Required tasks:
(1) List the warning signs of a sick snake that the snake health text below names explicitly.
(2) Summarize the snake health text below in three sentences.

====== Provided text

You should also clean the cage daily for three consecutive days. Remove all bedding if it is disposable. If the substrate is astroturf, remove it and clean it thoroughly. Treat the snake’s skin with a triple antibiotic ointment if there are visible marks on the skin.
36. Internal parasites
Warning signs of a sick snake include bloody stools, regurgitation, expelling blood, among other things. These symptoms could indicate that your pet has internal parasites. Go to the vet as soon as possible. Treatment is usually simply an antibiotic.
37. No appetite
If your snake won’t eat, this is a problem. However, there are a few things you can try before taking him to the vet.
First, remember that if the snake is stressed, it will likely not eat. When you bring him home for the first time, you may want to wait a few days before feeding him the first time. During the shedding process, they probably won’t eat either.
But if for no apparent reason, he stops eating, there is a product called Appetite plus that is often available in pet stores. Put a few drops in the snake’s mouth to stimulate its appetite. Using a syringe is also an option. But if he doesn’t eat after two weeks, call the vet.
Just as no appetite is a problem, so is constipation. A few days after eating, the snake must relieve itself. If it doesn’t happen, you should look for a swollen belly. You can soak the snake in warm water several times a day until the blockage passes.
If it doesn’t eliminate after a few more days, make an appointment with the vet. If the problem is severe enough, your vet may need to surgically remove it.

============
====== Extracted data

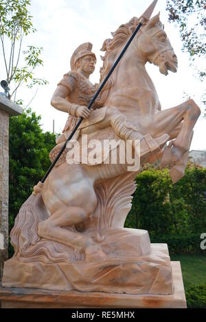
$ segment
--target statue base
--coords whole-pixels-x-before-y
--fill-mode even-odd
[[[179,262],[171,262],[174,293],[168,295],[54,291],[0,287],[2,308],[186,308]]]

============

Solutions to the tasks:
(1)
Bloody stools
Regurgitation
Expelling blood

(2) Warning signs such as bloody stools, regurgitation, and expelling blood could indicate internal parasites and call for a vet visit as soon as possible. A snake may not eat when stressed or shedding, and if it stops eating for no apparent reason, a product called Appetite plus can be tried, but the vet should be called if it still doesn't eat after two weeks. Constipation is also a problem; the snake can be soaked in warm water several times a day, and if it doesn't eliminate after a few more days, the vet should be seen.